(Supplied entries)
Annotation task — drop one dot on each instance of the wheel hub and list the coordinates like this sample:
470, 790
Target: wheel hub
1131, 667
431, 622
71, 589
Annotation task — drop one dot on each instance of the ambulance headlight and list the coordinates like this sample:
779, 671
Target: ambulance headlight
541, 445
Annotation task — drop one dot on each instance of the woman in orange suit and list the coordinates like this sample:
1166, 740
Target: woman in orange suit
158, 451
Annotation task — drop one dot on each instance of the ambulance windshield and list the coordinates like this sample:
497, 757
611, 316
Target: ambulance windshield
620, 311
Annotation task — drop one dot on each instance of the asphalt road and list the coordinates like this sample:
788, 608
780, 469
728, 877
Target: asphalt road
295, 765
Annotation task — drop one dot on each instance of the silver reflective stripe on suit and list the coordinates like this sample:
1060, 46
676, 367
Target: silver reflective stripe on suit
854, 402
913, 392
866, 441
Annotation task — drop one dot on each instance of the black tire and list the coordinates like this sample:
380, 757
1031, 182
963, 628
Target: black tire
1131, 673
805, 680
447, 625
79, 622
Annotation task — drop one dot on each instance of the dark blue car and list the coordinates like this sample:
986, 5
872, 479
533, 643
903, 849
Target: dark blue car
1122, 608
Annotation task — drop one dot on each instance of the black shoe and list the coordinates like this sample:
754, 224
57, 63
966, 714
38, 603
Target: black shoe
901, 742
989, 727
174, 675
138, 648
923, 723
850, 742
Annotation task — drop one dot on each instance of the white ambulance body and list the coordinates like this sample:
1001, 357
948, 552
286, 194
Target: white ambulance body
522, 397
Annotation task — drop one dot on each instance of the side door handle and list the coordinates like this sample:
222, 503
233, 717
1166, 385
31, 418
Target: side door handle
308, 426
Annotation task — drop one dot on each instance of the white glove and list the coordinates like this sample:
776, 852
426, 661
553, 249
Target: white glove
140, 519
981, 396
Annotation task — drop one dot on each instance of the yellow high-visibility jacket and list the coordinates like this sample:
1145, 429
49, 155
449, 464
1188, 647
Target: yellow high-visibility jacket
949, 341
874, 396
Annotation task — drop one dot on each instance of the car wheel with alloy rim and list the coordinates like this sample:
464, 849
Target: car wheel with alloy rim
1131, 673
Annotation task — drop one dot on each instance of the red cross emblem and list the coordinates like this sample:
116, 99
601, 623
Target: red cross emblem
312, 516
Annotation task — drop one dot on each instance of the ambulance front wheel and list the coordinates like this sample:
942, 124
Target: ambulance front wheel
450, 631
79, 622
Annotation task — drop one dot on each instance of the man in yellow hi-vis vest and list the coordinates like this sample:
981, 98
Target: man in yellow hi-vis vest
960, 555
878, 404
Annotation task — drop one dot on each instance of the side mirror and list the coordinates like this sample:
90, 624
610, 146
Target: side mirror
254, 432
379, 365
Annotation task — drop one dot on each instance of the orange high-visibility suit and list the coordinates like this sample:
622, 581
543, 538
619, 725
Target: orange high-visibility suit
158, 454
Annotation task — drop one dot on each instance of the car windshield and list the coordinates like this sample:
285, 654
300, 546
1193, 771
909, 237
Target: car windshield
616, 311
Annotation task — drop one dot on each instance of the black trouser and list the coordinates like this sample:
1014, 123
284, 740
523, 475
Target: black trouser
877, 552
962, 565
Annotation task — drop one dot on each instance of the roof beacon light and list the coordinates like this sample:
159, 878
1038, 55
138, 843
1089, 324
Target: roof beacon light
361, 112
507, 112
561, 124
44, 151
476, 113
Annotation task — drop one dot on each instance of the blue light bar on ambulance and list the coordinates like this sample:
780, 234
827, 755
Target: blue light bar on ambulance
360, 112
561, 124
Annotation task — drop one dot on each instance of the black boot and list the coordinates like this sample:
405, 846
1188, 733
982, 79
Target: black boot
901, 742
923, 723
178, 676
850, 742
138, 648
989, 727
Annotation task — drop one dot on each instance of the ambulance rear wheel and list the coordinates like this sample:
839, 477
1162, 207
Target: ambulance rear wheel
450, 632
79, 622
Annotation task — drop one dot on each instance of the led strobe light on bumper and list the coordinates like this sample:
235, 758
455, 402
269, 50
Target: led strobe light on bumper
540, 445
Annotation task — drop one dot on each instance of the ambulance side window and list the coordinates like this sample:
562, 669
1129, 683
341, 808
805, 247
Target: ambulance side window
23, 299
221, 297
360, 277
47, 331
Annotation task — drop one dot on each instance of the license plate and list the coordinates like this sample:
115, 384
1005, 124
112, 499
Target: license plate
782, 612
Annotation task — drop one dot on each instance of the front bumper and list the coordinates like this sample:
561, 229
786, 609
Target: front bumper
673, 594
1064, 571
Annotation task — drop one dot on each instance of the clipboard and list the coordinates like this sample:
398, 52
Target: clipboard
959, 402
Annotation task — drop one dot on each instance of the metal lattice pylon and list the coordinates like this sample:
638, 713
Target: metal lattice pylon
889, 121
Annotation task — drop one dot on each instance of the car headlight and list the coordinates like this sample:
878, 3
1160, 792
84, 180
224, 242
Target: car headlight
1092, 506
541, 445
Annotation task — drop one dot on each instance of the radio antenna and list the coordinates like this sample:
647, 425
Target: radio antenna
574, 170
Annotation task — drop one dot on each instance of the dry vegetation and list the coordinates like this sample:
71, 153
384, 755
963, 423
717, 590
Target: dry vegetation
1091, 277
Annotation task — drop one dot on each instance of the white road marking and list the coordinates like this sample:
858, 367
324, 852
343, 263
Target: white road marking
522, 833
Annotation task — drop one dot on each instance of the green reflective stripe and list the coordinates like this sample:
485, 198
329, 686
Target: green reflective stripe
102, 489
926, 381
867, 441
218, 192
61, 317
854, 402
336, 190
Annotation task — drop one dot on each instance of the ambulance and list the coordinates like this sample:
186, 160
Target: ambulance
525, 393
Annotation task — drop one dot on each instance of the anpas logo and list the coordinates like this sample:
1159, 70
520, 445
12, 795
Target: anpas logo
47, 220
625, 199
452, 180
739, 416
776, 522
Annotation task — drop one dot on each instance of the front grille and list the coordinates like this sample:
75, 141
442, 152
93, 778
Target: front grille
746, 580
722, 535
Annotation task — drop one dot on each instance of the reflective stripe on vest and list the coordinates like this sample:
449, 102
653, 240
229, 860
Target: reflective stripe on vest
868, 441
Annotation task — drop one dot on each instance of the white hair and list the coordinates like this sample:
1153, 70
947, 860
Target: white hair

(Requirements)
Reproduce all of the records above word for word, with every line left unchanged.

(Solution)
Annotation task — drop one dot on each instance of the wheel hub and list the coordinates like this sample:
470, 790
Target: wheel hub
1131, 667
431, 622
71, 589
Annotation task — drop one dot on each instance of the ambulance headlight and list the coordinates like this sample:
779, 671
Target: ambulance headlight
541, 445
Annotation task — drop one dot on each instance of the woman in orange suit and list the coordinates like this sample:
1166, 740
Target: woman in orange suit
158, 451
Annotation task — drop one dot on each instance of the ambulance windshield and list the coordinates like this sample:
497, 757
611, 316
Target: ambulance windshield
620, 311
Annotation task — drop one dot on each instance of the asphalt road and list the coordinates like this sample:
788, 608
780, 469
728, 877
Target: asphalt road
295, 765
Annotation task — drop one dot on each instance of the silver reflective stripe on suit and list the coordinates like this sample:
1060, 46
676, 367
Target: silver reflective stripe on suit
854, 402
913, 392
866, 441
Annotation task — drop one dot on each instance of the black tire and list the coordinates like this sample:
380, 757
1031, 182
963, 628
Target: black tire
1131, 673
805, 680
447, 625
79, 622
Annotation task — drop one dot on each instance of the dark blue car and list the coordinates like this sample:
986, 5
872, 479
533, 643
903, 849
Target: dark blue car
1122, 608
Annotation task — drop one dot on each instance of the black shoe and list the coordinates like this sample:
754, 224
57, 63
966, 714
38, 603
Target: black shoe
901, 742
989, 727
174, 675
138, 648
923, 723
850, 742
Annotation task — drop one dot on each instance of the white ambulance body and list the coordinates like this sample:
1001, 357
948, 552
286, 194
Target: white ambulance body
522, 397
Annotation task — drop one dot on each instance of the side door handle and list the coordinates like this sample:
222, 503
233, 717
1166, 385
31, 418
Target: side door handle
308, 426
Annotation task — drop one dot on each instance of the white glove and list the coordinates like this sample:
776, 852
426, 661
553, 249
Target: white glove
140, 519
981, 396
Annotation task — drop one dot on each instance of the yellow high-visibility jacket and list the coordinates like this sample:
1145, 429
49, 155
449, 464
1188, 647
Target: yellow high-visibility jacket
949, 341
874, 396
Annotation task — drop one dot on each instance of the car wheel with alloy rim and list the coordinates like this sample:
464, 849
Target: car wheel with alloy rim
1131, 673
Annotation task — drop one dot on each instance of the red cross emblem and list the coordinates like this sample:
116, 99
601, 623
Target: red cross emblem
312, 516
Annotation task — drop one dot on each instance of the ambulance front wheel and list the coordinates like this sample:
942, 124
Target: ambulance front wheel
450, 631
79, 622
Annotation task — drop one dot on each instance of the man in yellow hi-vis vest and list the coordinates like this sample:
981, 98
Target: man in yellow hi-vis vest
960, 555
878, 404
Annotation task — drop one dot on each instance of the side mirror and list the coordinates like this sample:
90, 624
610, 146
Target: side mirror
254, 432
379, 365
Annotation task — drop one dot on each instance of the orange high-visibility suit and list the coordinates like this sample:
622, 581
543, 538
619, 725
Target: orange high-visibility suit
158, 454
Annotation task — drop one dot on each instance of the car windshield and list the coordinates like this sample:
285, 654
300, 546
1193, 771
909, 237
Target: car windshield
616, 311
Annotation task — drop one dot on each instance of the black trouser and list the coordinates like this sample:
1014, 123
284, 740
523, 475
Target: black trouser
877, 552
962, 565
Annotation task — drop one dot on each instance of the roof beacon light and list the coordinates like this sample:
159, 878
1038, 55
138, 843
1089, 324
Target: roof beacon light
361, 112
507, 112
561, 124
44, 151
476, 113
Annotation task — drop one dot on each instance of the blue light bar on ambulance and list the coordinates like this sample:
780, 234
827, 755
Target: blue light bar on ambulance
360, 112
561, 124
Annotation task — drop one dot on each instance of the black boot and list the coordinates like this sample:
405, 846
1188, 733
982, 79
Target: black boot
901, 742
923, 723
178, 676
850, 742
138, 648
989, 727
Annotation task — drop one dot on each instance of the ambulance rear wheel and list the coordinates like this sample:
839, 477
1162, 207
Target: ambulance rear wheel
450, 632
79, 622
Annotation task — drop one dot on each instance of the led strobe light on bumper and list the coordinates like this sample:
235, 758
455, 402
269, 50
Target: led strobe light on bumper
540, 445
Annotation task — drop one dot on each instance of the ambulance side window and list the coordinates like this sample:
562, 669
1129, 683
341, 808
805, 247
Target: ambulance side window
23, 299
221, 297
360, 277
47, 331
Annotation task — drop one dot on each instance of the license plate and list the coordinates like this sample:
115, 384
1005, 124
112, 499
Target: license plate
782, 612
Annotation task — drop one dot on each instance of the front bumper and list the coordinates like this sample:
561, 229
786, 609
Target: front bumper
673, 594
1064, 571
Annotation task — drop one dot on each instance of the clipboard and list the coordinates like this sample:
398, 52
Target: clipboard
959, 402
Annotation task — drop one dot on each instance of the metal lattice pylon and list the coordinates like this sample:
638, 713
Target: metal lattice pylon
889, 121
Annotation task — drop one dot on each instance of the car headlight and list the coordinates like this sample:
878, 3
1160, 792
84, 180
224, 242
Target: car headlight
1092, 506
541, 445
Annotation task — drop one dot on each instance of the radio antenna and list the coordinates like this sample:
647, 425
Target: radio antenna
574, 170
Annotation task — drop one dot on each instance of the dry vegetation and list the coordinates like this sample:
71, 153
384, 755
963, 423
717, 590
Target: dry vegetation
1091, 277
Annotation task — drop one dot on each instance of the white road marking and list the coordinates like this sample:
858, 367
324, 852
343, 263
Target: white road marking
522, 833
Annotation task — drop one dot on each instance of the green reflective stripe and list the coordinates like this sample:
485, 198
329, 686
Target: green reflective stripe
102, 489
926, 381
867, 441
218, 192
61, 317
854, 402
336, 190
Annotation task — drop one dot on each instance of the ambulance and list the coordinates like this sample:
186, 160
Target: ambulance
525, 393
Annotation task — drop one dot on each instance of the anpas logo and list the coordinates like this sample:
1159, 70
520, 445
12, 795
Target: anpas logo
47, 220
625, 199
452, 180
739, 416
776, 522
Annotation task — drop one dot on each instance of the front grille and list the coordinates like this sample:
75, 141
442, 152
93, 778
Target: front grille
746, 580
722, 535
Annotation task — drop one dot on each instance of the reflective stripe on vest and list the coordinates like this sample:
449, 102
653, 240
229, 860
Target: reflective stripe on vest
868, 441
Annotation task — drop one dot on each instance of the white hair and list the coordinates like this sample:
1153, 70
947, 860
Target: white hair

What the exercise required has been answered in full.